Instructions for the task
Apart from the pictures, please restate every entry below exactly.
* * *
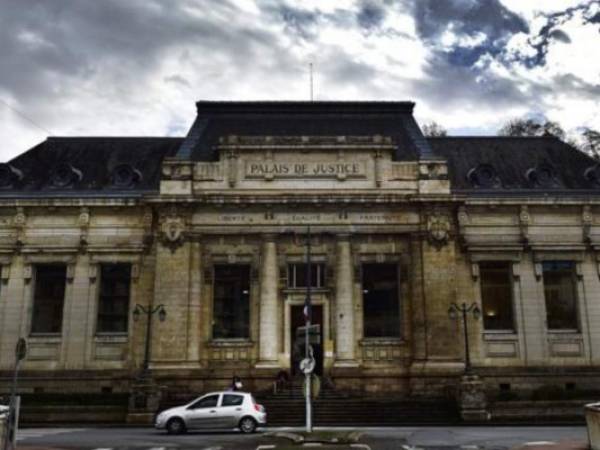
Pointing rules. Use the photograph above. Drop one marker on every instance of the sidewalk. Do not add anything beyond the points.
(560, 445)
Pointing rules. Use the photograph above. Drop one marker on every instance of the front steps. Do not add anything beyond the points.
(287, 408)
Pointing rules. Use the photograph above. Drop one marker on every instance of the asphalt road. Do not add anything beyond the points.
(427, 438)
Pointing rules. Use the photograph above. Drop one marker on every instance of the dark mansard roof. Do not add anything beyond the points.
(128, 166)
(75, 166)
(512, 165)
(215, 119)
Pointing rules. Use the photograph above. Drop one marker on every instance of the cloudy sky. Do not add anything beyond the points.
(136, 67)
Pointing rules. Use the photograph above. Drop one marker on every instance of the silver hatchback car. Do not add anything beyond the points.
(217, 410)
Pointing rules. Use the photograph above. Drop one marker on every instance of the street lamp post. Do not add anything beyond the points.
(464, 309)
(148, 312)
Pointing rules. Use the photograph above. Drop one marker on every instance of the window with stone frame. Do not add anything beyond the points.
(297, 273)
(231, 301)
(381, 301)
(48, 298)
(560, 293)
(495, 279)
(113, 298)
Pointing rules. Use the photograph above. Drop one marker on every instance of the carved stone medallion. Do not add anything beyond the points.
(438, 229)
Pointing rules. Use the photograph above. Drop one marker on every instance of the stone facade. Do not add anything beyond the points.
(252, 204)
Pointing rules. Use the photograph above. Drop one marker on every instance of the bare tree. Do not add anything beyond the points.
* * *
Written solution
Pointing rules. Use the photograph above. Drop one marker on every instance of the sidewalk. Do not add anything beyond the points.
(560, 445)
Pointing rules. Use the photograph above. Drop one marker on every instance of the front steps. Do not add anything beyond the points.
(287, 408)
Pointing rules. Use the photograph above. Drop one marker on every instance of the asphalt road. Do not add anything beyond the points.
(427, 438)
Pointing rules. Use the photograph above. Drop one marker on every instance of the dark mansard roof. Do not add anything beyond the points.
(128, 166)
(75, 166)
(512, 165)
(215, 119)
Pointing rules. Use the photograph above. Drop one marker on every instance of the cloudy sky. Do not add anything beyond the points.
(136, 67)
Pointing rules. Use the photograph above. Drop one marker on every instance of the silver hatchback car. Do not add anything beyond the points.
(217, 410)
Pointing rules. Use the photograph above. Drop one marker on every instance of the street lamp post. Do not add anything beyond the points.
(464, 309)
(148, 312)
Pointing rules. Use the photograph above. Drop one marker on every instance of the window with stone frame. Do not add anything beyond the points.
(297, 273)
(231, 301)
(381, 301)
(48, 298)
(560, 293)
(495, 279)
(113, 298)
Pointing rules. Use the photograph above. Drop one marker on every instance of the carved stone medallion. Do not add anything beyond the points.
(438, 229)
Pointing rules. Use the photograph above. Drop one marker on every instance of the stone facade. Do not add anything beyond the points.
(252, 204)
Pointing rules. Use the photograph above. Drop one marker on every instance of the bare tree. Do not add anything beyond the points.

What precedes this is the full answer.